_Task_
Reproduce every entry exactly, without alteration.

_Data for this exercise_
— start —

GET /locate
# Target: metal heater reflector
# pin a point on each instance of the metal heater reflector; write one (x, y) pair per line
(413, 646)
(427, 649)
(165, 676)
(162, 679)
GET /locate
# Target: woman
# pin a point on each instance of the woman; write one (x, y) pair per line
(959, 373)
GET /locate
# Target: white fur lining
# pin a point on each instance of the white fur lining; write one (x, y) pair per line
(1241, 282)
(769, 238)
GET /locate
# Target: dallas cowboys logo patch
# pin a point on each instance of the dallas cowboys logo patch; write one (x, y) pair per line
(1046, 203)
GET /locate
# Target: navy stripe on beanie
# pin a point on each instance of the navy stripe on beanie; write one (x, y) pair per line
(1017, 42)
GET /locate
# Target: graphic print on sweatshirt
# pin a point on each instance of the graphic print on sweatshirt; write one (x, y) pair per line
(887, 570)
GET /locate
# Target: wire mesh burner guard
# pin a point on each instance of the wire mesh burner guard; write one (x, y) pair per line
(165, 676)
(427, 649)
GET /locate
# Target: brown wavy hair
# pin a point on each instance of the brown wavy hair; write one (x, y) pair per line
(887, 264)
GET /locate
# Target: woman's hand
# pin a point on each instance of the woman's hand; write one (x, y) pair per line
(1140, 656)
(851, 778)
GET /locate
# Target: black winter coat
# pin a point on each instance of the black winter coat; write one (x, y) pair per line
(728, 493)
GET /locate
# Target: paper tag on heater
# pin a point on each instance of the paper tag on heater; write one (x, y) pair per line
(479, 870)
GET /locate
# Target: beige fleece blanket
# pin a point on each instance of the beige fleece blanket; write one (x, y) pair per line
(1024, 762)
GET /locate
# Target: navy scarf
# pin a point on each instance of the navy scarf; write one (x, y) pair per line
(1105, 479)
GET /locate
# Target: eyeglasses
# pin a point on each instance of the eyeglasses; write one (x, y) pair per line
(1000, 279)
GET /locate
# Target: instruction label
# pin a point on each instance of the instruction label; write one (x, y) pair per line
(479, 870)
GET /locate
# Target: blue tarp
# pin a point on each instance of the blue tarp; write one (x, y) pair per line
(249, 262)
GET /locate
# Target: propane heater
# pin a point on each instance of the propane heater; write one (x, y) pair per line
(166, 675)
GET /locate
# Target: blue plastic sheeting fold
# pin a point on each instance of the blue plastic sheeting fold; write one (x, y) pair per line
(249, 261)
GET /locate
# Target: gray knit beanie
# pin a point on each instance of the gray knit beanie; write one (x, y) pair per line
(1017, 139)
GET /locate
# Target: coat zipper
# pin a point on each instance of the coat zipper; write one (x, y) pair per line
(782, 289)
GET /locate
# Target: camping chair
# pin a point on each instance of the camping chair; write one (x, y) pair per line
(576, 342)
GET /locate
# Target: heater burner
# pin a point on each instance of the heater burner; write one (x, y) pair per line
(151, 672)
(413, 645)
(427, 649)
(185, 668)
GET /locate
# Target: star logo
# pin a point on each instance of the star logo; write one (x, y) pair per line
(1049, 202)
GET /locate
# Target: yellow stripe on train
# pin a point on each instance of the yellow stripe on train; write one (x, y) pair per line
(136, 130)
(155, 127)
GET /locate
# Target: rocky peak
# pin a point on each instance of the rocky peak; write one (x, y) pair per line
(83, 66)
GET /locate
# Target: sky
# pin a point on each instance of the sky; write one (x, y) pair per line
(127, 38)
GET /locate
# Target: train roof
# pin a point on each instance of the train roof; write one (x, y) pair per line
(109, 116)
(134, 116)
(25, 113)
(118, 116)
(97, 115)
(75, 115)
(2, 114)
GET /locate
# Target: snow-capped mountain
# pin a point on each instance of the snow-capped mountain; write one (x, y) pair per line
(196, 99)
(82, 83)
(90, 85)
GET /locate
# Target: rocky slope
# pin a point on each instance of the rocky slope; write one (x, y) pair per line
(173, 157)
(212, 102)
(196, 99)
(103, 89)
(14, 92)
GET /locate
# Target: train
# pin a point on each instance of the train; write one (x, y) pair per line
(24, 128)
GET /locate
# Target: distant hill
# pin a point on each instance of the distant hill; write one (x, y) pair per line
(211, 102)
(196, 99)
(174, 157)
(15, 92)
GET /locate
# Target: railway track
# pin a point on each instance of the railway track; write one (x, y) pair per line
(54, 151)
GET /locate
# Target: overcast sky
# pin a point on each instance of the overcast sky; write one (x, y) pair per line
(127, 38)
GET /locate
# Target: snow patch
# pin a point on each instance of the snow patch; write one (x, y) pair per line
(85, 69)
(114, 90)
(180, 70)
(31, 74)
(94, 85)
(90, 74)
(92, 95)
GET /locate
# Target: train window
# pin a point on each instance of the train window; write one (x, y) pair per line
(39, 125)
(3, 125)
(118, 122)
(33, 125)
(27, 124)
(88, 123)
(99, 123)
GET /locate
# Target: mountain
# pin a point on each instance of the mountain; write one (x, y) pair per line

— end —

_Solution below_
GET /locate
# Target: metal heater reflector
# pin a point on each instance of the metal heater reflector; write one (x, y) pair per line
(413, 646)
(427, 649)
(165, 676)
(162, 679)
GET /locate
# Target: woman
# pin a point on each instance of the woman; write one (x, y) pair per line
(959, 373)
GET /locate
# Target: white fur lining
# pin a point on each instance of the white fur lining; write one (x, y) pair per line
(1241, 282)
(769, 238)
GET /locate
# Target: dallas cowboys logo patch
# pin a point on each instance of the dallas cowboys logo patch; write one (x, y) pair per line
(1046, 203)
GET /locate
# Target: navy stripe on beanie
# pin a point on each instance of the navy stripe on beanie; write one (x, y) pair per line
(1017, 42)
GET /locate
# Target: graphic print on sweatshirt
# pin a point on each instance of the graphic print on sweatshirt; write one (x, y) pair per line
(887, 570)
GET /locate
# Target: wire mesh burner guard
# pin a point on each instance of the wire mesh burner guard; write one (x, y) pair per line
(165, 676)
(427, 649)
GET /locate
# Target: brown wavy hair
# pin a point on each instance of the brown wavy hair; write one (x, y) pair per line
(887, 264)
GET /locate
# Target: woman's hand
# pin a point on each instance of the woman's hand; write one (x, y) pair per line
(1140, 656)
(851, 778)
GET /locate
# Target: black winter coat
# pin a point on each instance of the black winter coat; write one (x, y) pair per line
(728, 493)
GET /locate
# Target: paper tag on heater
# pin a point on each instance of the paper tag on heater; write one (x, y) pair per line
(479, 870)
GET /locate
# Target: beige fleece blanket
# pin a point on each instance of the beige fleece blanket; write one (x, y) pair per line
(1024, 762)
GET /locate
# Target: navy scarf
# pin a point on each instance of the navy scarf; write one (x, y) pair per line
(1105, 479)
GET /locate
# Target: eyeglasses
# pin a point on each instance of the eyeglasses; write one (x, y) pair per line
(1000, 279)
GET /locate
# Target: instruction label
# pin a point on each instance of the instruction label; write one (x, y) pair per line
(479, 870)
GET /locate
# Target: blue tarp
# pin a point on each instance of the blue tarp; write one (x, y) pair per line
(249, 262)
GET /locate
# Target: propane heater
# pin a point on each instance of the propane heater; write one (x, y) pair per line
(166, 675)
GET /locate
# Target: blue plastic sheeting fold
# pin a point on each instance of the blue plastic sheeting fold; write one (x, y) pair per line
(249, 261)
GET /locate
# Target: gray knit beanie
# pin a point on each instance of the gray knit beanie; write one (x, y) pair per line
(1017, 139)
GET /locate
# Target: coat zipper
# pin a point on each instance of the coat zipper; write one (x, y) pair per line
(782, 289)
GET /locate
# Target: camping chair
# pin a point on each instance of the camping chair; write one (x, y) pair per line
(576, 342)
GET /locate
# Target: heater burner
# pin a point on each instance of the heater burner; write one (x, y) pair per line
(151, 672)
(413, 645)
(427, 649)
(185, 668)
GET /locate
# Target: star logo
# pin a point on each instance of the star logo; write one (x, y) pair per line
(1049, 202)
GET /locate
# Target: yellow stripe on train
# pin a point on each instance of the yellow stripe on train; write one (x, y) pair per line
(136, 130)
(155, 127)
GET /locate
# Target: rocky peak
# pin a point on each instance of the rocky peak; write one (x, y) pair per line
(83, 66)
GET /locate
# Target: sky
# pin a point on each instance of the sky; write one (x, y) pair per line
(127, 38)
GET /locate
# Target: train roof
# pin a point on each instance of the train roof; write one (x, y) pair per line
(109, 116)
(134, 116)
(25, 113)
(118, 116)
(97, 115)
(75, 115)
(2, 114)
GET /locate
# Target: snow-capped mountain
# pin a point on each instance of the snow-capped mountain; write one (x, y) pair per line
(196, 99)
(82, 83)
(90, 85)
GET /locate
# Target: rocky slope
# pin a point on each instance of the rocky slope; write one (x, y) pair per line
(173, 157)
(212, 102)
(196, 99)
(103, 89)
(14, 92)
GET /locate
# Target: train
# pin a point on each instance of the train; write one (x, y) pair per line
(24, 128)
GET /locate
# Target: distant hill
# pin a point on each instance of the distant hill; write one (x, y) pair per line
(211, 102)
(196, 99)
(174, 157)
(15, 92)
GET /locate
# Target: railway track
# pin a point on each instance of the railway track; write one (x, y) pair per line
(54, 151)
GET /locate
# Target: overcast sky
# pin a point on each instance of the overcast sky; write one (x, y) pair per line
(127, 38)
GET /locate
# Target: snow patch
# pin a point on each instance of the snow patch; write one (x, y) pair per line
(85, 69)
(114, 90)
(180, 70)
(31, 74)
(94, 85)
(90, 74)
(92, 95)
GET /locate
# Target: train window
# pin a point on each instance of the train window; write one (x, y) pair per line
(39, 125)
(3, 125)
(118, 122)
(33, 125)
(27, 124)
(88, 123)
(99, 123)
GET /locate
# Target: mountain
# pin a point on each instance of the mountain; write one (x, y) pair per line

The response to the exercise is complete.